Ecclesiastical history 
A bishopric of the Assyrian Church of the East was centered on the town when it was part of the Roman province of Assyria. It was a suffragan see of Edessa, the provincial metropolitan see. It eventually became part of the Catholic Church in the late 17th century AD following a breakaway from the Assyrian Church, and is the (nominal) seat of three sees of the Catholic Church: the current Chaldean Catholic Eparchy of Mardin and two (now) titular sees under the ancient name of the town: former Armenian Catholic Archeparchy of Mardin, now Titular see of Mardin only, and former Syriac Catholic Eparchy of Mardin and Amida, now titular see (initially as mere Eparchy).

Economy 
Historically, Mardin produced sesame. Mardin province continues to produce agricultural products including sesame, barley, wheat, corn, cotton, and others.  Angora goats are raised in the area and there is small industry that weaves cotton and wool. Agricultural enterprises are often family-based, varying in size. The city was also historically an important regional trading center on the routes between Anatolia, Mesopotamia, and northern Syria. Nowadays, trade with Syria and Iraq depends on political circumstances.

Historical landmarks 
Mardin has often been considered an open-air museum due to its historical architecture. Most buildings use the beige colored limestone rock which has been mined for centuries in quarries around the area.

Mosques and madrasas 

 Great Mosque (Ulu Cami) of Mardin: The historic main congregational mosque of the city, probably first built in the 1170s under the Artuqids. It was destroyed by artillery explosions during Rashid Pasha's siege of the city in the early 19th-century and rebuilt afterwards, probably along similar lines as the original building. Only the north wall of the original mosque remains. The original Artuqid minbar (pulpit), made of wood, has also survived. An inscription on the base of the minaret records its original construction date as 1176, but most of the minaret above the base was rebuilt circa 1892, probably well after the reconstruction of the prayer hall.
 Sultan İsa (or Zinciriye) Medrese: One of the most impressive Islamic monuments in the city, dated to 1385, during the reign of Artuqid sultan Al-Zahir Majd al-Din 'Isa (r. 1376–1407). Built as a madrasa, it also includes a mosque (prayer hall) and a mausoleum, arranged around two inner courtyards. The mausoleum was likely intended to be Sultan 'Isā's burial site, but he was never buried here after his death in battle. It has an imposing entrance portal carved with muqarnas, and two ribbed domes over the mausoleum and the mosque that are visible on the city's skyline.
 Kasım Pasha (or Kasımiye) Medrese: Another major Islamic monument begun by Sultan 'Isa but left unfinished upon his death in 1407. It was completed in 1445, under Akkoyonlu rule. It is located to the west, just outside of the town. It has a large central courtyard, a monumental portal, and three domes arranged near the front façade.

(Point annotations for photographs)
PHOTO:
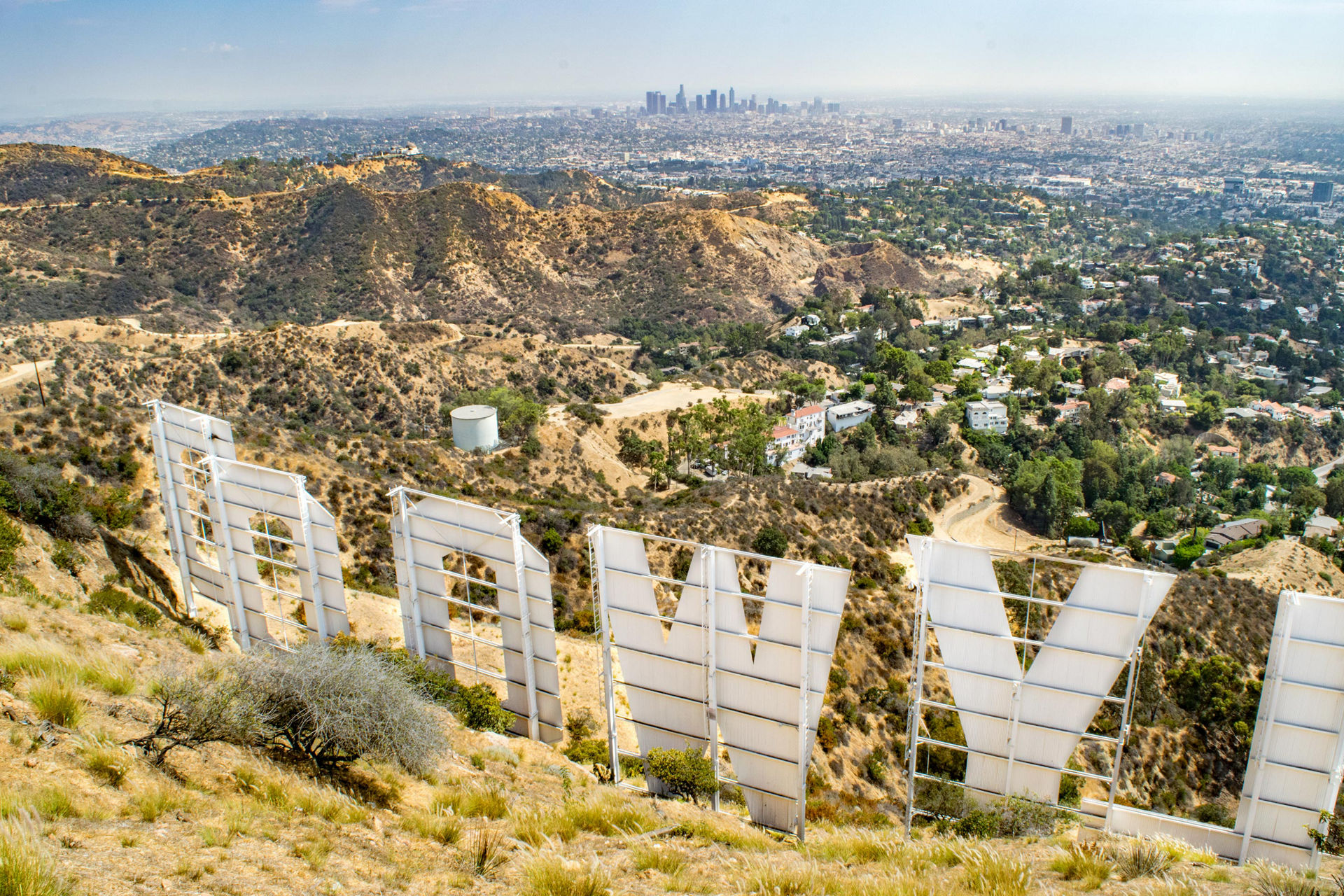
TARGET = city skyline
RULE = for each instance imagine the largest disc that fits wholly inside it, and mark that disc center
(347, 52)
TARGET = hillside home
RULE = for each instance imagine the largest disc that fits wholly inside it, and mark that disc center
(841, 416)
(785, 445)
(1233, 531)
(1168, 384)
(809, 421)
(1072, 410)
(987, 416)
(1320, 527)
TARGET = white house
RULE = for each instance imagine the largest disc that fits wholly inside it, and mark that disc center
(987, 415)
(1168, 384)
(787, 445)
(841, 416)
(809, 421)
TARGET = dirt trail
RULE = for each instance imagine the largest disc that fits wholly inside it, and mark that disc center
(675, 397)
(981, 516)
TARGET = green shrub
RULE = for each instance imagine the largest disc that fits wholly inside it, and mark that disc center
(771, 542)
(113, 602)
(11, 539)
(57, 701)
(685, 773)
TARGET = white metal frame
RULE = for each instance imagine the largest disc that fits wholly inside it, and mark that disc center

Task set:
**1.** Summarize the passage on Mardin in two sentences.
**2.** Please reproduce the passage on Mardin word for word, starting with "Mosques and madrasas" and going on through "the prayer hall.".

Responses for each task:
**1.** Mardin was once the center of a bishopric of the Assyrian Church of the East and is now the nominal seat of three Catholic sees, while its province grows sesame, barley, wheat and other crops and its trade with Syria and Iraq depends on political circumstances. Often considered an open-air museum for its historical architecture, the city has landmarks that include the Great Mosque, the Sultan İsa Medrese dated to 1385, and the Kasım Pasha Medrese completed in 1445.

**2.**
Mosques and madrasas 

 Great Mosque (Ulu Cami) of Mardin: The historic main congregational mosque of the city, probably first built in the 1170s under the Artuqids. It was destroyed by artillery explosions during Rashid Pasha's siege of the city in the early 19th-century and rebuilt afterwards, probably along similar lines as the original building. Only the north wall of the original mosque remains. The original Artuqid minbar (pulpit), made of wood, has also survived. An inscription on the base of the minaret records its original construction date as 1176, but most of the minaret above the base was rebuilt circa 1892, probably well after the reconstruction of the prayer hall.